| What is needed |
Could you write out every one of the records below again, swapping "photograph" for "image" and keeping everything else the same? Leave the pictures out.

| Extracted material |
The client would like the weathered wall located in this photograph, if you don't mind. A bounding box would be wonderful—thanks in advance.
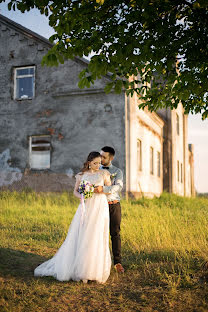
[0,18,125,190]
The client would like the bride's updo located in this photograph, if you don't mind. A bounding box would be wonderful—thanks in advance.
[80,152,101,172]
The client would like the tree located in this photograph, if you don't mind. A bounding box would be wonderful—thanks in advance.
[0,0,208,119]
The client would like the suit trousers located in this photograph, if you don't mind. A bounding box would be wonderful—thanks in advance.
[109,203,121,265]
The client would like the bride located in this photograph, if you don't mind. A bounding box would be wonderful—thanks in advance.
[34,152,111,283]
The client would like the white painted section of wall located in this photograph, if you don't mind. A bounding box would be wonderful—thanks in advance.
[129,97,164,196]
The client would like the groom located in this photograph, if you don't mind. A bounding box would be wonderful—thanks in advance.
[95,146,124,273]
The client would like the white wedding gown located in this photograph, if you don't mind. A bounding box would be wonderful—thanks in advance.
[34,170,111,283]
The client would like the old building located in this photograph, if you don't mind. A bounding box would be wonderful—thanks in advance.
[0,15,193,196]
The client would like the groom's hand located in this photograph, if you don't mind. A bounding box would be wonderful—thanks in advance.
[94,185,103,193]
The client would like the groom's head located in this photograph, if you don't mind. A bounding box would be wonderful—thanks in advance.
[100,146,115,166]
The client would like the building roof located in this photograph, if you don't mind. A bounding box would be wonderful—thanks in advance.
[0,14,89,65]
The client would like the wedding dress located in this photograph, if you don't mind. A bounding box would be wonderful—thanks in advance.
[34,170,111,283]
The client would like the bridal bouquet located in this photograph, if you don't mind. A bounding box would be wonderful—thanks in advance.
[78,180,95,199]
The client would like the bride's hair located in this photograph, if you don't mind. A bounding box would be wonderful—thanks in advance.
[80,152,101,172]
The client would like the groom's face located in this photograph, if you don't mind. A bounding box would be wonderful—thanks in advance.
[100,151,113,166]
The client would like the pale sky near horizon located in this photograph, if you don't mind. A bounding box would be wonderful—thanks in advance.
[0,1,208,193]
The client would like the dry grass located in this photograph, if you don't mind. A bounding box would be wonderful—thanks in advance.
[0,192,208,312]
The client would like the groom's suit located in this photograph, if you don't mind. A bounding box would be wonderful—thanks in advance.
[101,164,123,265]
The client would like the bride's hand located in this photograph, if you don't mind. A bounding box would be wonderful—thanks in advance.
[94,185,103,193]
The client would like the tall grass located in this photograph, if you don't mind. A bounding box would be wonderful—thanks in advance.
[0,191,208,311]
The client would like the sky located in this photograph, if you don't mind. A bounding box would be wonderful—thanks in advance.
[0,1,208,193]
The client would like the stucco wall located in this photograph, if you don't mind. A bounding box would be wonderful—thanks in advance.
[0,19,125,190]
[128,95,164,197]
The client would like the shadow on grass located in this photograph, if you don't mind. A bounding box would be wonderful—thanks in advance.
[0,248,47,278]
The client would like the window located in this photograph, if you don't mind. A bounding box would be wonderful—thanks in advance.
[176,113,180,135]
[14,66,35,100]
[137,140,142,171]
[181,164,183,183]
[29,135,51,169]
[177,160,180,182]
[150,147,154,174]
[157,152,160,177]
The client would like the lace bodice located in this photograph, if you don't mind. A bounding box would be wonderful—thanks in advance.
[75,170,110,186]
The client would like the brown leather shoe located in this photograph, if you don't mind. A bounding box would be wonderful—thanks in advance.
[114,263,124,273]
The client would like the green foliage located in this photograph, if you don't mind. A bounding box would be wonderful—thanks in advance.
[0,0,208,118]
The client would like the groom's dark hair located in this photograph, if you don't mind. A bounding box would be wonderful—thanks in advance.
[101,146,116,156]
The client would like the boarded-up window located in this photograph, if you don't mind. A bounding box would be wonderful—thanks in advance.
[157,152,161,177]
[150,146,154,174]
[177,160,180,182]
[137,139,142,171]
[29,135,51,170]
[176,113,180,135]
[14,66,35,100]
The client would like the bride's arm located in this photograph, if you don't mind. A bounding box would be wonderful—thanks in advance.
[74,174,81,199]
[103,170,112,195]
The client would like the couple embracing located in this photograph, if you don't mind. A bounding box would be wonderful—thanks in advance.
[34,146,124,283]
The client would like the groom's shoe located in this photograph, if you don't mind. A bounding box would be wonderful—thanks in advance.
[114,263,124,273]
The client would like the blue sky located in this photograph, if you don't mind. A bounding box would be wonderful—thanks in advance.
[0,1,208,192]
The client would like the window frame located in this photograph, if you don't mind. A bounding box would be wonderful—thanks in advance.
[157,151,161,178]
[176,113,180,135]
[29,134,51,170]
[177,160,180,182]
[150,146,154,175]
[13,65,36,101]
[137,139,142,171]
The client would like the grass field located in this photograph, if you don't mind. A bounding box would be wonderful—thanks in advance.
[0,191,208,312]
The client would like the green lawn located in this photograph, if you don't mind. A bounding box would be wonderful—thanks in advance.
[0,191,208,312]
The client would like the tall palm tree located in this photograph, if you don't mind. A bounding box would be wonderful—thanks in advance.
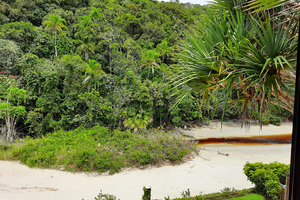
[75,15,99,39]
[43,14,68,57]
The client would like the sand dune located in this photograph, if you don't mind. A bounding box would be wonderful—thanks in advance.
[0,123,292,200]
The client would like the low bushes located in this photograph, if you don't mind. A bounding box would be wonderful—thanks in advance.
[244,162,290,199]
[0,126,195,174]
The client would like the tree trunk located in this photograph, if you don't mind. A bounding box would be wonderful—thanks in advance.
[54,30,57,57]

| Output |
The client would like the weathered wall located in this image, if you don't mind. A bounding box would be wonderful—thanks in advance.
[0,18,125,190]
The client would like the bride's updo located in this image, if you don't mind. A bounding box would be wonderful—thanks in advance.
[80,152,101,172]
The client would like the tree located in this image, if you don't mind. A bounding box would be wonderful—thanks in advance.
[0,0,208,119]
The client would like the suit trousers located in this image, if you don't mind. A bounding box would be wonderful—thanks in advance.
[109,203,121,265]
The client would like the bride located in this image, if you don't mind. A bounding box would be wonderful—thanks in advance.
[34,152,111,283]
The client would like the white painted section of wall located in this image, if you don't mind. A bounding box would be wonderful—thanks in advance.
[129,97,164,196]
The client would like the groom located in this image, if you don't mind. A bounding box would be wonderful—thanks in advance.
[95,146,124,273]
The client would like the white wedding gown located in this image, if you don't mind. A bounding box would be wonderful—thanks in advance.
[34,170,111,283]
The client would like the old building located in this image, if you don't mind. A bounding box would be wonderful—thanks in advance.
[0,15,193,196]
The client would like the groom's hand located in this image, if you don't mind. A bounding box would be wonderful—thanks in advance.
[94,185,103,193]
The client would like the groom's head located in this image, if you don't mind. A bounding box would be wonderful—thanks in advance.
[100,146,115,166]
The client would like the building roof located in this image, if you don't mind. A bounding box would be wonderful—thanks in advance.
[0,14,89,65]
The client would like the wedding dress located in this image, if you don't mind. A bounding box would be wonderful—thanks in advance.
[34,170,111,283]
The client would like the bridal bouquet located in this image, if you don't mind. A bounding box would be wonderful—thanks in advance.
[78,180,95,199]
The client would like the bride's hair located in this image, if you don't mind. A bounding box would be wonderful—thanks in advance.
[80,152,101,172]
The client would like the groom's face located in this image, if you don't mind. A bounding box would be wonderful—thanks in advance.
[100,151,113,166]
The client would like the pale sky near horizon located in this image, if you don't mind. A bounding box would be wonderful—thanks in advance.
[0,1,208,193]
The client would like the dry grass located in this image, if you don't mind. A bounding box would be wonderful—thanks in advance.
[0,192,208,312]
The client would like the groom's suit located in this image, if you don't mind. A bounding box would be wonderful—thanks in advance.
[101,164,123,265]
The client would like the bride's hand located in this image, if you don't mind. A bounding box would be wonderful—thanks in advance.
[94,185,103,193]
The client would like the tall grass located in this image, if you don't mind. A bounding box would be wonderful—thanks in advance.
[0,191,208,311]
The client would like the sky located in this image, if you don't mind. A bounding box would be wonderful—thanks in advance.
[0,1,208,193]
The client would like the stucco wall located in this image, if you don't mind. A bounding box would be wonderful—thanks in advance.
[0,19,125,190]
[128,95,164,197]
The client would like the shadow on grass located in this image, if you don't mind. A bounding box would be wonderful—thanks in advance.
[0,248,47,278]
The client would like the window located in this image, if you don't mind. A bounding box would be wonderful—thanks in advance.
[176,113,180,135]
[14,66,35,100]
[137,140,142,171]
[181,164,183,183]
[29,135,51,169]
[177,160,180,182]
[150,147,154,174]
[157,152,160,177]
The client would like the lace bodice located in this image, if you don't mind. A bounding box would be wonderful—thanks in advance.
[75,170,110,186]
The client would like the brown leather shoe located in this image, if you don't mind. A bounding box would be wonderful—thanks in advance.
[114,263,124,273]
The client would like the green foliage located in this image, if you don't mind. A bounding box would be wonderful—thanks in advance.
[0,0,208,118]
The client would like the groom's dark hair located in this image, if you don't mind. A bounding box would be wonderful—thanks in advance.
[101,146,116,156]
The client would like the boarded-up window located in this image, if you don't mind. A bounding box would be wonderful—thanks in advance.
[157,152,161,177]
[150,146,154,174]
[177,160,180,182]
[137,139,142,171]
[29,135,51,170]
[176,113,180,135]
[14,66,35,100]
The client would like the bride's arm located in this image, if you don't mind. A bounding box would be wonderful—thanks in advance.
[74,174,81,199]
[103,170,112,195]
The client would like the couple embracing located in this image, if you don't mind. A bounding box would be wonderful—thanks in advance.
[34,146,124,283]
The client would like the groom's shoe located in this image, if you don't mind. A bounding box would be wonderful—thanks in advance.
[114,263,124,273]
The client would like the blue sky located in this image, if you don't mind. A bounding box would be wonderful—thanks in advance.
[0,1,208,192]
The client would like the window frame located in this image, if you don't mind. A bounding box would be wonderful—thanks in advance.
[157,151,161,178]
[176,113,180,135]
[29,134,51,170]
[177,160,180,182]
[150,146,154,175]
[13,65,36,101]
[137,139,142,171]
The client would like the grass field located in this image, if you don't mind. A bounding box would be wonderful—thanks in advance.
[0,191,208,312]
The client would like the green lawn located in this image, if you don't mind. A bounding box would be wonderful—thanks in advance.
[0,191,208,312]
The client would like the tall palm tree located in this image, if you don't mind. A bounding box would be wonderful—thanks in advance.
[75,15,99,39]
[43,14,68,57]
The client would like the sand dune located in this image, if you don't mind. A bounding box would be wonderful—thanks in advance.
[0,123,292,200]
The client would like the low bushes located in this image, if you don't mind. A bounding box would be wonderful—thanks in advance.
[244,162,290,199]
[0,126,195,174]
The client would like the tree trunk located in this image, if you don't mind. A bounding box would be wonderful—thanks in advance.
[54,30,57,57]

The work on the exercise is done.